### Saved entries
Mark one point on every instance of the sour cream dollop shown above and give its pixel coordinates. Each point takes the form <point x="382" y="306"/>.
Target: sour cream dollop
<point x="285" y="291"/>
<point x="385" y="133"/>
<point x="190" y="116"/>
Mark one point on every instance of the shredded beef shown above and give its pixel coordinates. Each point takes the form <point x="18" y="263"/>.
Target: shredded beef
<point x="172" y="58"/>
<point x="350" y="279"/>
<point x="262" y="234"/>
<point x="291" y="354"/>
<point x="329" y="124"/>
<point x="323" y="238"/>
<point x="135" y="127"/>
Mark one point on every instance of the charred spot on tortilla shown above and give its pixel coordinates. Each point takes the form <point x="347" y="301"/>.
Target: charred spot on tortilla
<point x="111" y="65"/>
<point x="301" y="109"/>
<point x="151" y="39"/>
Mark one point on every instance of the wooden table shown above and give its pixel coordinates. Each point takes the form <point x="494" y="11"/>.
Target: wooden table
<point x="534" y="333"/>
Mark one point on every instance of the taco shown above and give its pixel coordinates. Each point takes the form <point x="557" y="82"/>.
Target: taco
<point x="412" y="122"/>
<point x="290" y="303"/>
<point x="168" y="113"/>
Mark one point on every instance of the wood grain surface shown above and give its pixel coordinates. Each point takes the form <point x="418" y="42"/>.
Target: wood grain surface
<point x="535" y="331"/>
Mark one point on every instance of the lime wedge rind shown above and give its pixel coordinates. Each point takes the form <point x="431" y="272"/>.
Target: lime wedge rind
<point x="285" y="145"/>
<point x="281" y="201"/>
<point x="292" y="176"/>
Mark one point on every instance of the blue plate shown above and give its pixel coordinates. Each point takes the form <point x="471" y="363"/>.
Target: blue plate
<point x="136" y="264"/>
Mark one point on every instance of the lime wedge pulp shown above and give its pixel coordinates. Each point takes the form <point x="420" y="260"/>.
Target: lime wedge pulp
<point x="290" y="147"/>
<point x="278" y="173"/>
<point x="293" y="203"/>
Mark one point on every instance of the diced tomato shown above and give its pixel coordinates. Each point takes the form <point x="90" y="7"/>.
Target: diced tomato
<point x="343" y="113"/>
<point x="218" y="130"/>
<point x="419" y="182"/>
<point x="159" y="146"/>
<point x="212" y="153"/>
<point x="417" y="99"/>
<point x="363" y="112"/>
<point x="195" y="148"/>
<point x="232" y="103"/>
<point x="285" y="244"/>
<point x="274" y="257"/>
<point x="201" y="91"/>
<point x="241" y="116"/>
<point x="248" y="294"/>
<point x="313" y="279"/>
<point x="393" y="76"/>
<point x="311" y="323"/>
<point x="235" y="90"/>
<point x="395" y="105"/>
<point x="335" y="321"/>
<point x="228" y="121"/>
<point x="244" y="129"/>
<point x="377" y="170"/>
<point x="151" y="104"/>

### WORK REQUIRED
Your output should be the lines from the one with "Target: lime wedge rind" through the last line of the entries above, copied exactly and nothing more.

### RESPONSE BOX
Target: lime wedge rind
<point x="285" y="145"/>
<point x="281" y="201"/>
<point x="292" y="176"/>
Mark one point on every instance of the blue plate shown above and give its pixel coordinates. Each point takes the form <point x="471" y="363"/>.
Target: blue plate
<point x="136" y="264"/>
Mark one point on every instance of the lime wedge pulp shown above and give its pixel coordinates. Each point takes the form <point x="420" y="260"/>.
Target: lime wedge pulp
<point x="290" y="147"/>
<point x="278" y="173"/>
<point x="293" y="203"/>
Mark one point on every instance of the diced tomato shown above and give its pixel coordinates. Each point takes the form <point x="90" y="7"/>.
Target: diced tomato
<point x="343" y="113"/>
<point x="218" y="130"/>
<point x="419" y="182"/>
<point x="159" y="146"/>
<point x="212" y="153"/>
<point x="417" y="99"/>
<point x="363" y="112"/>
<point x="195" y="148"/>
<point x="232" y="103"/>
<point x="285" y="244"/>
<point x="274" y="257"/>
<point x="201" y="91"/>
<point x="241" y="116"/>
<point x="248" y="294"/>
<point x="313" y="279"/>
<point x="393" y="76"/>
<point x="311" y="323"/>
<point x="235" y="90"/>
<point x="395" y="105"/>
<point x="335" y="321"/>
<point x="228" y="121"/>
<point x="244" y="129"/>
<point x="377" y="170"/>
<point x="151" y="104"/>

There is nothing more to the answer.